What to work on >> In the model-training text below, rewrite the paragraph beginning "High accuracy achieved is expected" as a short bulleted list that keeps its main facts.

Reading text >>
High accuracy achieved is expected due to the SYNTHETIC nature of the data.
The model learned the patterns deliberately embedded during generation.
REMINDER: This model and dataset are for development/pipeline testing ONLY, NOT for real medical use.
Saved artifacts (synthetic_v2_pipeline.joblib, synthetic_v2_target_encoders.joblib, synthetic_v2_disease_mappings.joblib) are ready for use in deployment.


In [34]:
# Cell 11.5: Specialist Models for Problem Classes

print("\n--- Training Specialist Models for Problem Classes ---")

# Identify problem classes
problem_classes = ['GERD', 'Migraine', 'Osteoarthritis', 'Common Cold']
problem_target = 'Predicted_Disease'

# Create binary target for each problem class
problem_targets = {}
for problem_class in problem_classes:
    # Get class index
    class_idx = list(target_encoders[problem_target].classes_).index(problem_class)
    # Create binary target (1 for this class, 0 for others)
    problem_targets[problem_class] = (y_train_encoded_df[problem_target] == class_idx).astype(int)
    print(f"Created binary target for {problem_class} with {problem_targets[problem_class].sum()} positive examples")

# For each problem class, train a specialized binary classifier
specialist_models = {}
for problem_class in problem_classes:
    print(f"\nTraining specialist model for {problem_class}...")

    # Create massive weight for the positive class (1:100 ratio)
    class_weight = {0: 1, 1: 100}

    # Train a specialized binary classifier
    model = lgb.LGBMClassifier(
        n_estimators=2000,
        learning_rate=0.01,
        max_depth=15,
        num_leaves=127,
        class_weight=class_weight,
        boosting_type='dart',
        subsample=0.8,
        colsample_bytree=0.8,
        reg_alpha=0.1,
        reg_lambda=0.1,
        random_state=42,
        n_jobs=-1
    )

    # Train the model
    model.fit(X_processed, problem_targets[problem_class])

    # Store the model
    specialist_models[problem_class] = model

    # Check training accuracy
    train_preds = model.predict(X_processed)

Stored data entries

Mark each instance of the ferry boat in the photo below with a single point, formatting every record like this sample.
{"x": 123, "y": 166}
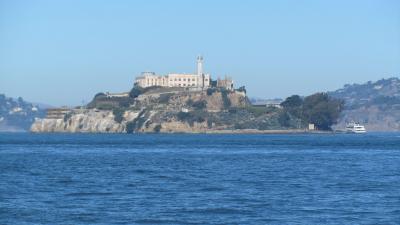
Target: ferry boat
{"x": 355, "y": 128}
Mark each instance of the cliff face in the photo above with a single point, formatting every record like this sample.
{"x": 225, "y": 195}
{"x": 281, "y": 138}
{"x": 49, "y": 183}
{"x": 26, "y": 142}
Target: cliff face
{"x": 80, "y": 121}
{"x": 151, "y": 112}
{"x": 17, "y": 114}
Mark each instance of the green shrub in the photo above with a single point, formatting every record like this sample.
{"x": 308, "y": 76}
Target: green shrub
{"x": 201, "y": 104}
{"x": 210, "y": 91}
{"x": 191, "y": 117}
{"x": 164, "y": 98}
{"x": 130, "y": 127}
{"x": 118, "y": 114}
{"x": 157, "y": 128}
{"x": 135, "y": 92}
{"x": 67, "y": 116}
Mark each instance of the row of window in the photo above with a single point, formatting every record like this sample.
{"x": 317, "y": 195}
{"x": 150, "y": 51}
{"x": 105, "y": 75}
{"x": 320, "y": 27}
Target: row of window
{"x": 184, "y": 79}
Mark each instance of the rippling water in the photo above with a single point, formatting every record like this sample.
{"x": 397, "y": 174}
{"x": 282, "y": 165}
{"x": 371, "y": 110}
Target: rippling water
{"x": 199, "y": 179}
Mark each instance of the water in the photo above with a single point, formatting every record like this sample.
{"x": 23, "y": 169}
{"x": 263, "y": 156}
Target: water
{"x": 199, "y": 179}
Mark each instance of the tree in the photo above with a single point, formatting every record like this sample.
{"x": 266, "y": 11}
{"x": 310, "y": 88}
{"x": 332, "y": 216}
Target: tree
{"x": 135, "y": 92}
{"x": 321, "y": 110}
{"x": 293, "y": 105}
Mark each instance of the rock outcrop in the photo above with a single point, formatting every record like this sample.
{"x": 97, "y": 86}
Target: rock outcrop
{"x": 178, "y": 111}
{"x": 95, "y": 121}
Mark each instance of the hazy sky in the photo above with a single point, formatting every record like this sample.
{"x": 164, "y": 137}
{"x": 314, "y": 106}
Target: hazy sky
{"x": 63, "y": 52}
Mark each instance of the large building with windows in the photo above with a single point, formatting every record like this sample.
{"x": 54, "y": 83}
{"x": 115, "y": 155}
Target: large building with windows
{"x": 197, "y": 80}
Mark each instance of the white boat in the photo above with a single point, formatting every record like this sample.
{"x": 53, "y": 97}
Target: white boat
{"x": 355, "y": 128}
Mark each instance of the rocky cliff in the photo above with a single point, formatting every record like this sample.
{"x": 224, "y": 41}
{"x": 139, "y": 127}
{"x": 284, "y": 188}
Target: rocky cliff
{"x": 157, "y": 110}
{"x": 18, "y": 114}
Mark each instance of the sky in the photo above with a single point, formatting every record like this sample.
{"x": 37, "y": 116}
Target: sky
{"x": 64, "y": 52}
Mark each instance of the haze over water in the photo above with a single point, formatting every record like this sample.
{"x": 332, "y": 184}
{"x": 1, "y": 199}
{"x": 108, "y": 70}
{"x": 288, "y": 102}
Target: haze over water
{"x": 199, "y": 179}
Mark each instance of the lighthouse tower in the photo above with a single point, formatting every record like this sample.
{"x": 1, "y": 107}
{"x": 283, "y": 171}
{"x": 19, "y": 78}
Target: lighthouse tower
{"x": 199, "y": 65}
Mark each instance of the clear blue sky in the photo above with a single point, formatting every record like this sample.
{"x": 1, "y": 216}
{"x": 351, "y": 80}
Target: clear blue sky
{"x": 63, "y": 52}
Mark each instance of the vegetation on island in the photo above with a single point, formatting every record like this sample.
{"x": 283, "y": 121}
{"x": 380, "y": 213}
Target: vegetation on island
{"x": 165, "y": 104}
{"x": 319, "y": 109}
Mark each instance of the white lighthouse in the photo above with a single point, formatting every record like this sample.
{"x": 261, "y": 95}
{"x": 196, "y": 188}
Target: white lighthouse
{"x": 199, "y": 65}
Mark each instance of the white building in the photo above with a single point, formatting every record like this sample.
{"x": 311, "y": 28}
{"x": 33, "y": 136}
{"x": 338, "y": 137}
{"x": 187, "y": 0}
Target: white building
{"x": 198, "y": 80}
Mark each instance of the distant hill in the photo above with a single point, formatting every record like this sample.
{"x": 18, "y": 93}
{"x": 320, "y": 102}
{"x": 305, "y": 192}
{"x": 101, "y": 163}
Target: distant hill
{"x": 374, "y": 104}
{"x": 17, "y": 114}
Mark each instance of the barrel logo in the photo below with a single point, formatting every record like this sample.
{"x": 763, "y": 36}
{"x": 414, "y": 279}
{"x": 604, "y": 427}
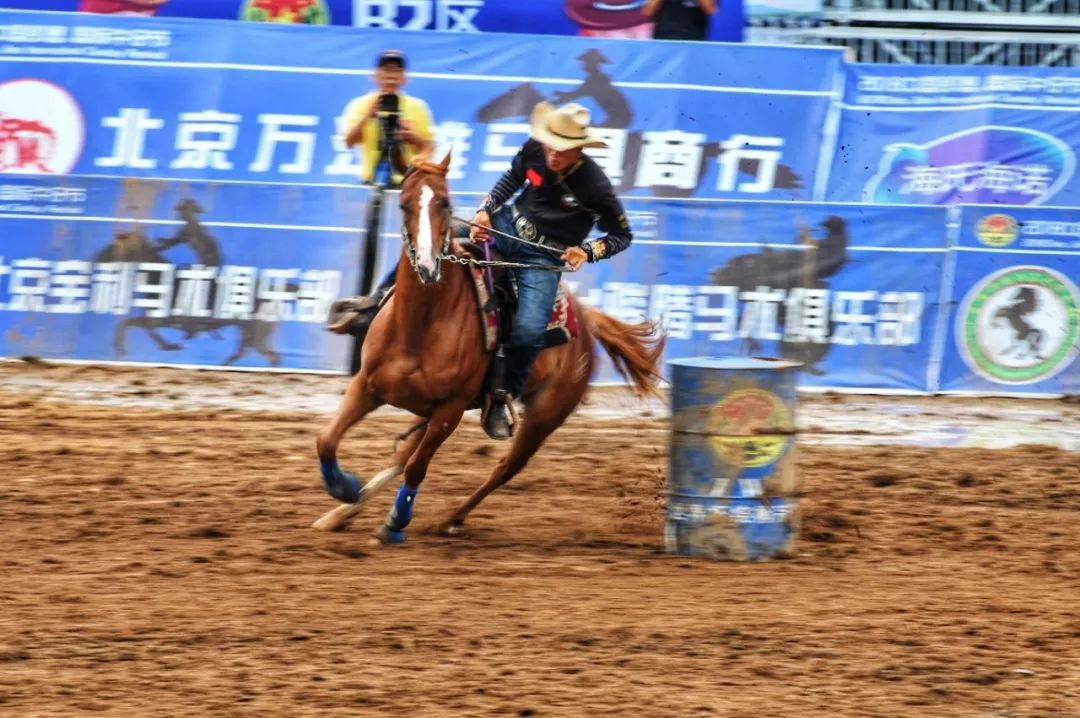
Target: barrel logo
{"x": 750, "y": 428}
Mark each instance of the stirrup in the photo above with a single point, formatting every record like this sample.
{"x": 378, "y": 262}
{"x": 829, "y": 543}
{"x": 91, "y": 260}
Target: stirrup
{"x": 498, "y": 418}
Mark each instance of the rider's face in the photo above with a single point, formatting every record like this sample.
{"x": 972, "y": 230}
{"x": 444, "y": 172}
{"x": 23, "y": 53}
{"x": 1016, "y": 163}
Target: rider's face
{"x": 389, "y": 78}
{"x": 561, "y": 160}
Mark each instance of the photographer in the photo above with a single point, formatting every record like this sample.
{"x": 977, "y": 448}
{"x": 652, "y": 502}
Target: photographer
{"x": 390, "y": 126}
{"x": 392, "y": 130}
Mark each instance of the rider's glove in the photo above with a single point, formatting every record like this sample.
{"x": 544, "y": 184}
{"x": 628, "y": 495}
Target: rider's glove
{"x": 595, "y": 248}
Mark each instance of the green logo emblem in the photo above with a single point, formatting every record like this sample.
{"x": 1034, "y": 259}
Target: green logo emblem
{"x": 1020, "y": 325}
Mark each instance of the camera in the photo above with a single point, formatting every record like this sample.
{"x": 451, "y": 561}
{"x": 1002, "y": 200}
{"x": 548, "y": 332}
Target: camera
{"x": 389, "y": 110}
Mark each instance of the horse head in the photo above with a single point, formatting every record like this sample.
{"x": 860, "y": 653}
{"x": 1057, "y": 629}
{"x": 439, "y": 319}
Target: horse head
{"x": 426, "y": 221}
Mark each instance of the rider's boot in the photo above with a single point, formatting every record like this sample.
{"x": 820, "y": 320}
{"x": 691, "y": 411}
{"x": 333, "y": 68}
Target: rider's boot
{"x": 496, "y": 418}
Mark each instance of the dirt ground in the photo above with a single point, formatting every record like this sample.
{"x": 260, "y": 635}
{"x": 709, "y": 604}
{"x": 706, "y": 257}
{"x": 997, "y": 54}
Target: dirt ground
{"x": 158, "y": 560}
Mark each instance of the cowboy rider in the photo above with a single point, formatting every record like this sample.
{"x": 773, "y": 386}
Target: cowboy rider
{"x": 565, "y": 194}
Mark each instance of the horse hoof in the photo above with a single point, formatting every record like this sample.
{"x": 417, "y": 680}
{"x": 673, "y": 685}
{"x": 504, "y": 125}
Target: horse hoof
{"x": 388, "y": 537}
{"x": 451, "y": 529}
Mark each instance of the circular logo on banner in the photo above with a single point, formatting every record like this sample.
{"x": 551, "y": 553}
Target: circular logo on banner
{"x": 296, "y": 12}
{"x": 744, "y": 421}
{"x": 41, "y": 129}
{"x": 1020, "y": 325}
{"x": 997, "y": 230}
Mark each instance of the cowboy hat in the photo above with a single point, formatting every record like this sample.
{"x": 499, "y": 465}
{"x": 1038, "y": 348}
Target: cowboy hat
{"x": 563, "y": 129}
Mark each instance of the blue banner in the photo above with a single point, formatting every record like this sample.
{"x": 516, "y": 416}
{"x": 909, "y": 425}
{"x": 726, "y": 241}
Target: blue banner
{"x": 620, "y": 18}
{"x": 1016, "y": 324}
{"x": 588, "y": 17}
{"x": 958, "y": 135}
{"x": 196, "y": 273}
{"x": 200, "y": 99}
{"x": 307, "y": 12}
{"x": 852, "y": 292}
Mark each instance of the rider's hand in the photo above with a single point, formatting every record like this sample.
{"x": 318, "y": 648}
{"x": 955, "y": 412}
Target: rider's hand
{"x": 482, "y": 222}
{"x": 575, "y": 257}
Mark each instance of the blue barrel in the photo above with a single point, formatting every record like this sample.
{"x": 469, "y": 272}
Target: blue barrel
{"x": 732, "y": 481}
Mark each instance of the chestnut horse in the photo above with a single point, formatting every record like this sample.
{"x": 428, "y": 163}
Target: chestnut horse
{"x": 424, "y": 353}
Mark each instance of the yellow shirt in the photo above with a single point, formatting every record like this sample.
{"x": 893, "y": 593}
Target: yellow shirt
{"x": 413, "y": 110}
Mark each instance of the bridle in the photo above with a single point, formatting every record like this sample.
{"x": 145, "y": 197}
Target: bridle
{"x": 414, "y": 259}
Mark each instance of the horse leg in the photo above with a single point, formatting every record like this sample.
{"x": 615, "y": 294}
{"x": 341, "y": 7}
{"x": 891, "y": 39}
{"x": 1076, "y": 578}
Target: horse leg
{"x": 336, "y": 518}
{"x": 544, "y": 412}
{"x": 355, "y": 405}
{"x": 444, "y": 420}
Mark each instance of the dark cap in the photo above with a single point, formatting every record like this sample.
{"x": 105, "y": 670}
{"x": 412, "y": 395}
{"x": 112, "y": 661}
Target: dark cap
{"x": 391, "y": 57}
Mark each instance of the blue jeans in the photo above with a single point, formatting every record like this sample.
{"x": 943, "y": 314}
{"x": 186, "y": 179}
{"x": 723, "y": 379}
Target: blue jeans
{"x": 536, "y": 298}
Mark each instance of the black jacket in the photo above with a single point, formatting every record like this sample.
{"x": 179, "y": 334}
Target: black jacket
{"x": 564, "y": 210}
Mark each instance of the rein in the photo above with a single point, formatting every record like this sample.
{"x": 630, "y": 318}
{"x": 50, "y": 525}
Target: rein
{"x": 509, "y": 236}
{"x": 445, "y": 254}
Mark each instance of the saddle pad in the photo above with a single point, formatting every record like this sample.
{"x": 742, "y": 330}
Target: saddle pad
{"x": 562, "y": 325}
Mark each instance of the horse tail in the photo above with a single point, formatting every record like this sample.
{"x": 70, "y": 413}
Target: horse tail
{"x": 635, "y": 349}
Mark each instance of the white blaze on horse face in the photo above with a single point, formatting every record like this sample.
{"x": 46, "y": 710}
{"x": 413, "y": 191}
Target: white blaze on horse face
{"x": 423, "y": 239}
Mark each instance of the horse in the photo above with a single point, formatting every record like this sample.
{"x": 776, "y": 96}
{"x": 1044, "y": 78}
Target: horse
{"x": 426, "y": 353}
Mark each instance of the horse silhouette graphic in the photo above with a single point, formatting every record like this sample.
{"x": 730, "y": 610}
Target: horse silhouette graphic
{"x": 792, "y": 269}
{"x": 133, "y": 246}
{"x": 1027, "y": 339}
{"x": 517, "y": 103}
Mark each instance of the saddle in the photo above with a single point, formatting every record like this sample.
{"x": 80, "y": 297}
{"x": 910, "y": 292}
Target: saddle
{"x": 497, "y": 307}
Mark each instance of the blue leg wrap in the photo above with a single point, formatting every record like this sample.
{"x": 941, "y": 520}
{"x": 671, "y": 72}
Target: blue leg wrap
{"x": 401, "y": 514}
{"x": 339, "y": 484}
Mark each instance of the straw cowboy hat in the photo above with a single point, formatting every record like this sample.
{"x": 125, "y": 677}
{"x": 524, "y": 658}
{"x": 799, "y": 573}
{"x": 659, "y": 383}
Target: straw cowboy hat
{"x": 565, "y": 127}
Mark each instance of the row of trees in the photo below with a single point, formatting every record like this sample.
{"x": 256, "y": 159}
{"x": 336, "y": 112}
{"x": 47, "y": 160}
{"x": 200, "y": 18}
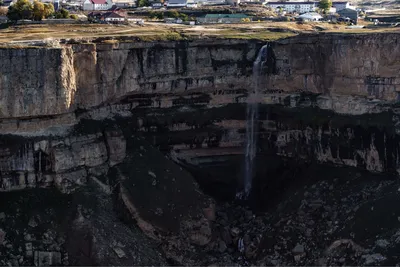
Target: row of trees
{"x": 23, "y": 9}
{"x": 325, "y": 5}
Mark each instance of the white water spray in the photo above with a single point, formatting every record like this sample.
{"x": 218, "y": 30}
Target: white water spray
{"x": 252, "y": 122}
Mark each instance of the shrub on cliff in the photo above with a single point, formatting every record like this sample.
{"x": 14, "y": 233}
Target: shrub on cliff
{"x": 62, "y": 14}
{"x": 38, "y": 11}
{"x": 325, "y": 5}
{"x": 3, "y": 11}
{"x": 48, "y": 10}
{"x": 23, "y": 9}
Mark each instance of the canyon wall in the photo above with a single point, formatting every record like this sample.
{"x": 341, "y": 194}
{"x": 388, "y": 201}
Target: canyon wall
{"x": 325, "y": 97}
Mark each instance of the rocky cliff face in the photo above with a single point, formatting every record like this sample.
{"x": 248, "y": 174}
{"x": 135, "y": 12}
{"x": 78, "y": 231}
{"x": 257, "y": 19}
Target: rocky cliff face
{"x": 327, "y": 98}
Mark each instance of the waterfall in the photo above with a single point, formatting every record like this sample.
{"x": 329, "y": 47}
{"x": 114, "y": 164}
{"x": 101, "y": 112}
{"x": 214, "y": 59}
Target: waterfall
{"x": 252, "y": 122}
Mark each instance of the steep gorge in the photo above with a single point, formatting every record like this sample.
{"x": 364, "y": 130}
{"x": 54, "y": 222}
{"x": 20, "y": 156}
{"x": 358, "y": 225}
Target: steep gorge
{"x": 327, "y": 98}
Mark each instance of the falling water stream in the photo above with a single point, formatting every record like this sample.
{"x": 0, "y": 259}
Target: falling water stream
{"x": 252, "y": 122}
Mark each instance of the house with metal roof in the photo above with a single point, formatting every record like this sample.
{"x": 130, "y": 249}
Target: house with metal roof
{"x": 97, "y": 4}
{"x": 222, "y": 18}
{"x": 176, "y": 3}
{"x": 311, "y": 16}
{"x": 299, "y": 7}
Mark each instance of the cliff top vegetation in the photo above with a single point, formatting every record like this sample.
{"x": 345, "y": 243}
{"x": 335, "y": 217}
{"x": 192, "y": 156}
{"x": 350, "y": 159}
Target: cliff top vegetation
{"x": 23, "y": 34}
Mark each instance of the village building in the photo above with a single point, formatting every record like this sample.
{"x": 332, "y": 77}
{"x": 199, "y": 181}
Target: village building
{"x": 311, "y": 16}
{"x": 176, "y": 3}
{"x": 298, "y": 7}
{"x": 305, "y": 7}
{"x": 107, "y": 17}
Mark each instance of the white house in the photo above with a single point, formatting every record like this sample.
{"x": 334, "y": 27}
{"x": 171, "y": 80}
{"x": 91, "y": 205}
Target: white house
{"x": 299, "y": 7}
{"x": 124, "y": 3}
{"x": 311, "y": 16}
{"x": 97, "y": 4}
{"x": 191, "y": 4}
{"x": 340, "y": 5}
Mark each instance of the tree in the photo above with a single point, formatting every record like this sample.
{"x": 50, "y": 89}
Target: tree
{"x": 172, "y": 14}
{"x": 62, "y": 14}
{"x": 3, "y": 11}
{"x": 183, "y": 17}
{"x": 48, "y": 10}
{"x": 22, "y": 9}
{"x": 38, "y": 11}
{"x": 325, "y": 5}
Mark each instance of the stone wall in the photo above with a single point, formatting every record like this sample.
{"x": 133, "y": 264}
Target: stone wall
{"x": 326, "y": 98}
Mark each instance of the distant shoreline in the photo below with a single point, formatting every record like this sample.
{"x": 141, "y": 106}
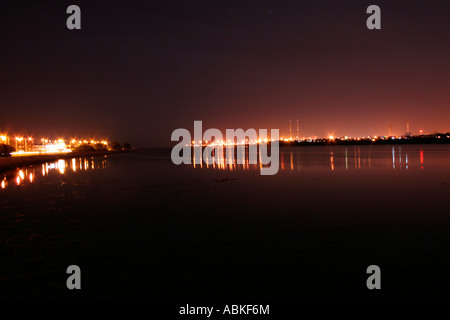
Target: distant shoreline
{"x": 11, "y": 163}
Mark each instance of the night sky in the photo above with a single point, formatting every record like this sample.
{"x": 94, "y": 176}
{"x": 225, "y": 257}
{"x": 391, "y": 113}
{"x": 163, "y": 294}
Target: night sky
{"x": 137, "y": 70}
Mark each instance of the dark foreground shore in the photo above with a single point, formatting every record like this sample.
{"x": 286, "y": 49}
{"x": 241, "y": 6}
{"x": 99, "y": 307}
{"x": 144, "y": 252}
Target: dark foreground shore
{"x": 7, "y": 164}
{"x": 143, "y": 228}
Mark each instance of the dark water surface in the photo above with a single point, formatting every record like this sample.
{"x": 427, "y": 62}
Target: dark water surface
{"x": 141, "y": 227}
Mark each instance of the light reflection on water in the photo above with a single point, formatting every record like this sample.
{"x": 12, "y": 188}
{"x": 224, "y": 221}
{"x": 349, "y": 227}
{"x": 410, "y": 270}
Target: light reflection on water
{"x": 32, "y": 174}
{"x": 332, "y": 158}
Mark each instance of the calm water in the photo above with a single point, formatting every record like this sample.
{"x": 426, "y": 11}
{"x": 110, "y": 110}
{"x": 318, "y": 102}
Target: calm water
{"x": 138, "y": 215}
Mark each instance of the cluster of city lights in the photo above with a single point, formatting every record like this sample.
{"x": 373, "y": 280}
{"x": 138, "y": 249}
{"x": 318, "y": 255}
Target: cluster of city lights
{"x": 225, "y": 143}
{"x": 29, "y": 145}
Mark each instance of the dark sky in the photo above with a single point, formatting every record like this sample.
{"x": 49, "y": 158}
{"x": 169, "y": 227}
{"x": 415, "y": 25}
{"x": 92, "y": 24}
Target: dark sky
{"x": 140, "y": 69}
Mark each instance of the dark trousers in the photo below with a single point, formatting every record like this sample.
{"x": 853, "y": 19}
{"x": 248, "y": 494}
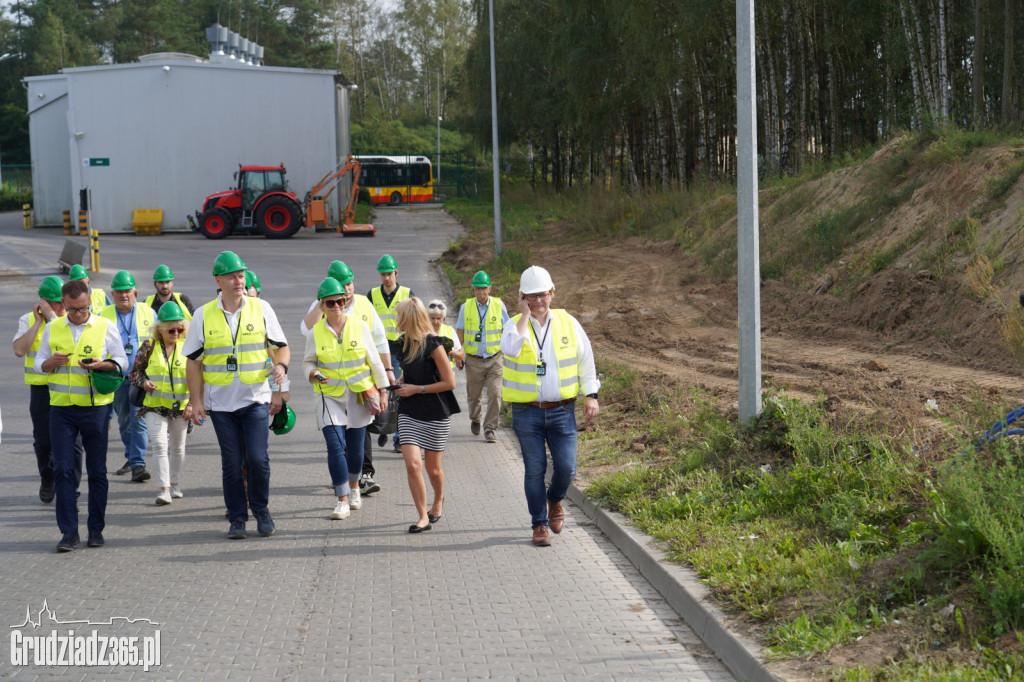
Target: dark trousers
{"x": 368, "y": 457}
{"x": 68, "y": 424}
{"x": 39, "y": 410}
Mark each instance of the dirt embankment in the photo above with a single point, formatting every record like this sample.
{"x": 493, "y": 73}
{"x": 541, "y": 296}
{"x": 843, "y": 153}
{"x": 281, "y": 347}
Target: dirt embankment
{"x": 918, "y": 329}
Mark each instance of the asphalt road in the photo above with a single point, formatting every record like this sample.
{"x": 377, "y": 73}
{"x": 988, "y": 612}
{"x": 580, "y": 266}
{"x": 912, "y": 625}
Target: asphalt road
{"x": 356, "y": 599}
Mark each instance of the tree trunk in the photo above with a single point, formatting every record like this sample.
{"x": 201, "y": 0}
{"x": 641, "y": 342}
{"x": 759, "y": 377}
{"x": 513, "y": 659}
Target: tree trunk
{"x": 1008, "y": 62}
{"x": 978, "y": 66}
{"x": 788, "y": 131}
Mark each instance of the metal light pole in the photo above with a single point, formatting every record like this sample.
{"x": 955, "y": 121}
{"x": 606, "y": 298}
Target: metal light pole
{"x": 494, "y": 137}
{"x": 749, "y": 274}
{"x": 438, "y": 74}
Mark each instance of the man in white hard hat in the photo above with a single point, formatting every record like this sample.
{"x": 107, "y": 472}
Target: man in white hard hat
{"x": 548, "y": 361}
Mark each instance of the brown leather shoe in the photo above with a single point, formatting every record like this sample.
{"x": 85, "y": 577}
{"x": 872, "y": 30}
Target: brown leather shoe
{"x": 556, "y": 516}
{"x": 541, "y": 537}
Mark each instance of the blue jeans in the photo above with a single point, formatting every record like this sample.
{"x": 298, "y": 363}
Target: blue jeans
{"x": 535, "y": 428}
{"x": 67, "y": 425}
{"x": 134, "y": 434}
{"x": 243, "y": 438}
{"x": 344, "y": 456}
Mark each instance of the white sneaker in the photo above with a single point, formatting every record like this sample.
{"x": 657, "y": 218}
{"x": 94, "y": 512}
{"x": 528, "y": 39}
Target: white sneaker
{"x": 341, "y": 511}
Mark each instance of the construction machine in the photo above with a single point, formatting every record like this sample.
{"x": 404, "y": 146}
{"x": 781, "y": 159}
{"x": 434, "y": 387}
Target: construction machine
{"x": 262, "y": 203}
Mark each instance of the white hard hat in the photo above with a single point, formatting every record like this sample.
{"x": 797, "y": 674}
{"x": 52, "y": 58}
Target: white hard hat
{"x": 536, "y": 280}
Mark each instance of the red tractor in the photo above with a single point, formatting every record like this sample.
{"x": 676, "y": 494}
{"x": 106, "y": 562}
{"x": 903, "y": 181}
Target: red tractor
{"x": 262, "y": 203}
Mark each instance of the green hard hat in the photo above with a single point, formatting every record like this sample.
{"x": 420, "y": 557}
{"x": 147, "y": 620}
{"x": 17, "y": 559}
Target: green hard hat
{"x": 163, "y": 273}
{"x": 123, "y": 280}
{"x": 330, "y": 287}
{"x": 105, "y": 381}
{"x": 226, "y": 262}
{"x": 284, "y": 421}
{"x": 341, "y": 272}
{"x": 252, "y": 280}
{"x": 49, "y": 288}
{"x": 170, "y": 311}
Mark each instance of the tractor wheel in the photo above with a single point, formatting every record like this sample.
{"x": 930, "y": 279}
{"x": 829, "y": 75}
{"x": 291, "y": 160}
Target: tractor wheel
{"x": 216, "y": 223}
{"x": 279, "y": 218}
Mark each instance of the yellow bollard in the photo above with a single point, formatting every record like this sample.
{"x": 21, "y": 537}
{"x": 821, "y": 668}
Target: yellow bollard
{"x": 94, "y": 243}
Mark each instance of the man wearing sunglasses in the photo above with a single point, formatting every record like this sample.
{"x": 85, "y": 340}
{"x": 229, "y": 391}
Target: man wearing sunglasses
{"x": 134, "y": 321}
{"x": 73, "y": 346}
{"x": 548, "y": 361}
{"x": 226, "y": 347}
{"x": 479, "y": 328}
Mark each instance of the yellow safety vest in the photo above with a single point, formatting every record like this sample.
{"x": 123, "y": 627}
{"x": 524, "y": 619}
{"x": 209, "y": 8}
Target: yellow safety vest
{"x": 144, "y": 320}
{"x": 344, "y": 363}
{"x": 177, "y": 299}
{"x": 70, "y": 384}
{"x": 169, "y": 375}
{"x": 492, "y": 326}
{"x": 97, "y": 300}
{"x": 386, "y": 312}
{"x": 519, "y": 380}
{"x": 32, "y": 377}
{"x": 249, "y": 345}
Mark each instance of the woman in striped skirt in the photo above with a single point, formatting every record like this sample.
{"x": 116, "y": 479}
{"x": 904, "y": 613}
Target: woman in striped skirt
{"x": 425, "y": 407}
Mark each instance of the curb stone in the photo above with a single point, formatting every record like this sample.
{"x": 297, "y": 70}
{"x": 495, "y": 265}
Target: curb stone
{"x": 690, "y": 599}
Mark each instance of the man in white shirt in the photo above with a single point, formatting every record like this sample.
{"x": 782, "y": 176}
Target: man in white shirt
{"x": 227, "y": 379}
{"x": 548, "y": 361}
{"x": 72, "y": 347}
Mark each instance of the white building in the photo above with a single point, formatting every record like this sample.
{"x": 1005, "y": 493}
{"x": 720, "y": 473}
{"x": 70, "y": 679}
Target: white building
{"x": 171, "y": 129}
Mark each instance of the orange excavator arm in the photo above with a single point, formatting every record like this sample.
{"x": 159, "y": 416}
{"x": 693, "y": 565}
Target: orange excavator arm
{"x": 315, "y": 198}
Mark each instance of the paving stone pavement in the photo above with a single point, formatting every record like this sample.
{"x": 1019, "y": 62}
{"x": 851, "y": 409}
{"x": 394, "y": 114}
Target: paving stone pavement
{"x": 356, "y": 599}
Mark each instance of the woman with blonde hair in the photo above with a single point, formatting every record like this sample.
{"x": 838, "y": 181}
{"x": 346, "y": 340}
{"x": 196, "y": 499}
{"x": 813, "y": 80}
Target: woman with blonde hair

Expected answer >>
- The high accuracy is expected because the data is synthetic.
- The model learned patterns that were deliberately embedded when the data was generated.
- The model and dataset are only for development and pipeline testing, not for real medical use.
- The saved artifacts (synthetic_v2_pipeline.joblib, synthetic_v2_target_encoders.joblib, synthetic_v2_disease_mappings.joblib) are ready for use in deployment.